* Text to read
***
Thursday, December 18, 2008

Phish Thoughts

Earlier today music industry columnist Bob Lefsetz wrote the following about Phish's oft-rumored appearance at Bonnaroo.

Would the Stones play Coachella?

Who gives a shit about the Stones. But Phish fans are diehards. Phishheads believe that Phish is God. They trekked to see the band at its own festivals, year after year. Is the band afraid they can't sell a ticket anymore?

This is no way to come back, playing it safe. Phishheads don't want to hang with Springsteen fans at some clusterfuck in Tennessee. Yes, Bruce is rumored for Bonnaroo too.

No one's special anymore. No one means anything. A festival is bigger than any act. Which is why the best can go on sale without listing any participants.

A great band is sui generis. It should never open for anyone. It's not part of the scene, it IS the scene.

Phish should do arenas. Then its own festival. It's hard not to believe they're doing Bonnaroo because of their manager's involvement.
***
* Given data
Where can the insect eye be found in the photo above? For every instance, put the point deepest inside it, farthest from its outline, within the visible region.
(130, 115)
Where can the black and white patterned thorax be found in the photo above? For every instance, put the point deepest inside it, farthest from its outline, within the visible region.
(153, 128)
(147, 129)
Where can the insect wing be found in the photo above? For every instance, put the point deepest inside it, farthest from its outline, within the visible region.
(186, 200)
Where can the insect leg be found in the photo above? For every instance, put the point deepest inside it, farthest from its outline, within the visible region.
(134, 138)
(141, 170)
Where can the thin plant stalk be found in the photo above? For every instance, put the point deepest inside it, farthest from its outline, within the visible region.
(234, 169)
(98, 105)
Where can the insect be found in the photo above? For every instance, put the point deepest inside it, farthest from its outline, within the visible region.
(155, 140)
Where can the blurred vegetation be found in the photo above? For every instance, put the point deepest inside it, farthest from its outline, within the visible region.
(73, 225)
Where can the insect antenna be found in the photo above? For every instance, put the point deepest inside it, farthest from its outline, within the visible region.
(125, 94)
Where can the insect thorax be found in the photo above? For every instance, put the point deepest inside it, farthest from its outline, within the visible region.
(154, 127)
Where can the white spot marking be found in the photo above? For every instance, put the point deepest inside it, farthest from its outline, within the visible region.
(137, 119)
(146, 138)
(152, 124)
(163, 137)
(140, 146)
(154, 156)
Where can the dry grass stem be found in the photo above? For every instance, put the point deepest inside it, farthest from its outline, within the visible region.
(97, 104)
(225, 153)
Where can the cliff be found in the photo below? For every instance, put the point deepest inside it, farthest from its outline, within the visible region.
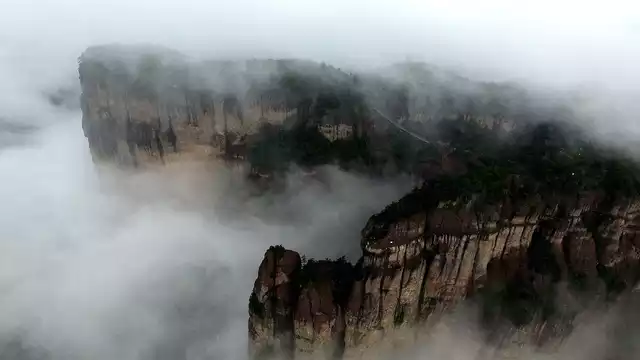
(149, 106)
(536, 227)
(422, 257)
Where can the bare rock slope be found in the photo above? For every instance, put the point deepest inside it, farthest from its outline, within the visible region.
(421, 258)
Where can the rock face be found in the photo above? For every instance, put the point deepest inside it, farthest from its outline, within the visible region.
(422, 256)
(144, 107)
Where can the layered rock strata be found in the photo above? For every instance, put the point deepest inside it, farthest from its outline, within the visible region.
(422, 256)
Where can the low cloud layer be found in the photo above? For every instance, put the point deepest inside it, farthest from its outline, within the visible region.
(108, 265)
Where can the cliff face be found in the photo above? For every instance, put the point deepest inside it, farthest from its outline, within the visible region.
(421, 258)
(147, 108)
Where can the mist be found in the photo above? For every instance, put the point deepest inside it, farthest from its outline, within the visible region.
(99, 263)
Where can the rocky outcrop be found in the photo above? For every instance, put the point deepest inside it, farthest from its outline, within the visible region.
(146, 107)
(422, 256)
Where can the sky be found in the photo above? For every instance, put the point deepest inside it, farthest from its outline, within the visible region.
(93, 265)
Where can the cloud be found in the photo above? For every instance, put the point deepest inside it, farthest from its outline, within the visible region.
(100, 264)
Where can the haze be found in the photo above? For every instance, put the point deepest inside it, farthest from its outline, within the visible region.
(97, 266)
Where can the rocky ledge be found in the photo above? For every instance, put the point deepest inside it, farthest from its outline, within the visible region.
(421, 256)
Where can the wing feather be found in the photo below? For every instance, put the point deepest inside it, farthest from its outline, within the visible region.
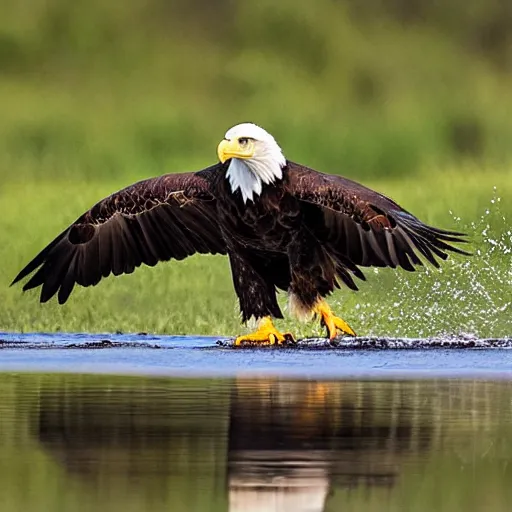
(169, 217)
(365, 227)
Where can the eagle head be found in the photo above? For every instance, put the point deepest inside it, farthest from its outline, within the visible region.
(256, 159)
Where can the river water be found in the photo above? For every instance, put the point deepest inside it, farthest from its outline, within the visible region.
(260, 430)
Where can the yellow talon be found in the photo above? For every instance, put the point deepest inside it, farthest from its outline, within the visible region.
(332, 323)
(266, 334)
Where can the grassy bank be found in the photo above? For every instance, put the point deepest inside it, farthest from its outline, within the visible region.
(196, 296)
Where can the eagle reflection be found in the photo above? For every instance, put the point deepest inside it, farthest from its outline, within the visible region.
(271, 444)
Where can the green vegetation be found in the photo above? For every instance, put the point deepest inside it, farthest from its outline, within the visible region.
(196, 296)
(403, 96)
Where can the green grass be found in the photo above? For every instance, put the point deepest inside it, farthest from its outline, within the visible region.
(94, 96)
(195, 296)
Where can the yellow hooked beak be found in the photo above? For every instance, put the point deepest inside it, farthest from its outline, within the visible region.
(235, 149)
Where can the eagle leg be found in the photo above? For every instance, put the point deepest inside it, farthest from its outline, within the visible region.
(332, 323)
(266, 334)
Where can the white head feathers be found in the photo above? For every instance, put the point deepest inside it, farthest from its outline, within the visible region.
(260, 161)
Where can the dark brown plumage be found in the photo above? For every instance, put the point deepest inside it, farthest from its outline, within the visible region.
(306, 233)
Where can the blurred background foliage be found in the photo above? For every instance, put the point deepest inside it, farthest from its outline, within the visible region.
(363, 87)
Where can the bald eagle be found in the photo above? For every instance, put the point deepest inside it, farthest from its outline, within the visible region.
(282, 225)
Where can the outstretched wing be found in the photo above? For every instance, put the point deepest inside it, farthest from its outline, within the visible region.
(366, 227)
(172, 216)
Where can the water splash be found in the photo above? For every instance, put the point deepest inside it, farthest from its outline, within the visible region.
(467, 296)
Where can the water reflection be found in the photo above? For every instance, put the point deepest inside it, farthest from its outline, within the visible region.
(111, 443)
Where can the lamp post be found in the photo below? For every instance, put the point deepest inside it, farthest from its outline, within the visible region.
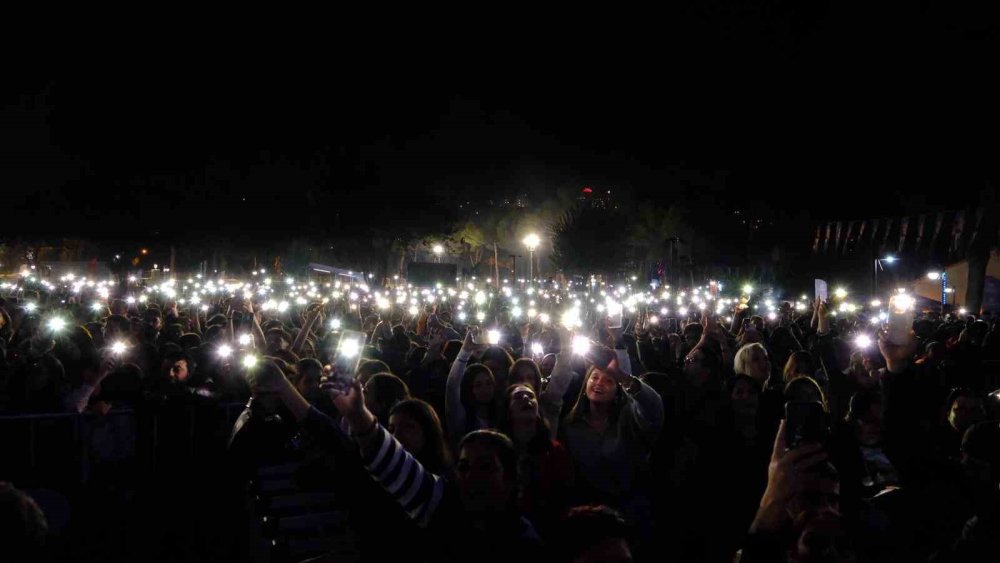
(531, 241)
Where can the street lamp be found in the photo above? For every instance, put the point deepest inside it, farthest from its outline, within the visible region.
(531, 241)
(878, 266)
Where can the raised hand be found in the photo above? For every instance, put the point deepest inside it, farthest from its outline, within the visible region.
(350, 402)
(788, 474)
(897, 356)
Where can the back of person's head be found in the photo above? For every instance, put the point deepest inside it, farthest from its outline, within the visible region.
(308, 366)
(368, 368)
(383, 391)
(692, 332)
(24, 526)
(799, 363)
(451, 349)
(862, 403)
(592, 534)
(805, 388)
(526, 370)
(123, 385)
(190, 340)
(415, 356)
(744, 357)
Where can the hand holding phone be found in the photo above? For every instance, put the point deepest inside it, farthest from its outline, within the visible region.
(347, 358)
(805, 423)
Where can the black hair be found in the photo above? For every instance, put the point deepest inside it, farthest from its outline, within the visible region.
(585, 527)
(435, 456)
(503, 446)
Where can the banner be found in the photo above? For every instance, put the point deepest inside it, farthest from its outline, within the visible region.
(920, 232)
(956, 232)
(937, 230)
(903, 227)
(847, 237)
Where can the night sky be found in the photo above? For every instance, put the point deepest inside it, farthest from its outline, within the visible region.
(838, 112)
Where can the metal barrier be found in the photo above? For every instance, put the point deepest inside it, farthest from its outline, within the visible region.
(25, 437)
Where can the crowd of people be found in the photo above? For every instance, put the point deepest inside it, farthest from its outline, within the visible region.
(531, 422)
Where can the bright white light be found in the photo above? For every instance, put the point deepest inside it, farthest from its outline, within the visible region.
(571, 318)
(350, 347)
(902, 303)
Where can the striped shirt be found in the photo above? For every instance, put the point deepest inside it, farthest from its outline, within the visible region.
(417, 490)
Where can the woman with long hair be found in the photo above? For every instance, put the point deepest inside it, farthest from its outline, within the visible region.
(469, 394)
(611, 429)
(544, 468)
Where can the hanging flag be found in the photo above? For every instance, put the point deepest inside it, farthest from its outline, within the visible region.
(956, 232)
(847, 237)
(885, 236)
(937, 230)
(975, 229)
(920, 232)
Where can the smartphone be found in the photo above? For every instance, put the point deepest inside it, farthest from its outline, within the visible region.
(822, 290)
(900, 320)
(347, 358)
(615, 315)
(805, 422)
(599, 356)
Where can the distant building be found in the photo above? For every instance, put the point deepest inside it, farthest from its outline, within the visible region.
(597, 198)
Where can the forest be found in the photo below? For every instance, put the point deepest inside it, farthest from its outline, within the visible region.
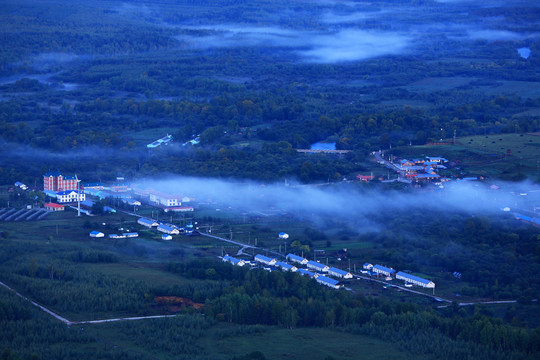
***
* What this task involves
Extend the blog post on Phish's rumored Bonnaroo appearance, beginning after its final sentence.

* Exercise response
You might think this is bullshit. You'll point to the gross. You'll say everyone's happy. I'll say this is the kind of thinking that fucked up our business. It's only about money, not about soul. Phish should only think about its fans. Not its manager's need to sell out a festival that dropped significantly in attendance last year.

Festivals are the new radio show. Do a few and you can't tour independently, i.e. on your own. You fatten the coffers of the promoter, but you fuck your own career.

Come on. A good song is not good enough. We're in a business where greatness is important. If you're not willing to split hairs, if you're not willing to argue the details of a band's career, then you're not a rock and roll fan. Fans worry about the minutiae. It's only Live Nation, beholden to Wall Street, that does not care about the man on the street.

You might say it's about the hang. About going to the show and getting fucked up with your brethren. I'll say it's about the music.

Maybe a festival is too much about the hang. Which is why Phish should not be playing Bonnaroo. Because it's the music that entranced its fans, the communal hang came after.

Do you want to mix your Sweet Sixteen with a Bar Mitzvah party? Do you want a vacation where you can bowl, surf and ski? Come on. Have a little self-respect.

Phish's comeback might fail, but let's see if they can stand on their own two feet.

Or maybe Phish is the new Jack Johnson. Maybe they're gonna play EVERY festival this summer.

Utterfuckinghogwash.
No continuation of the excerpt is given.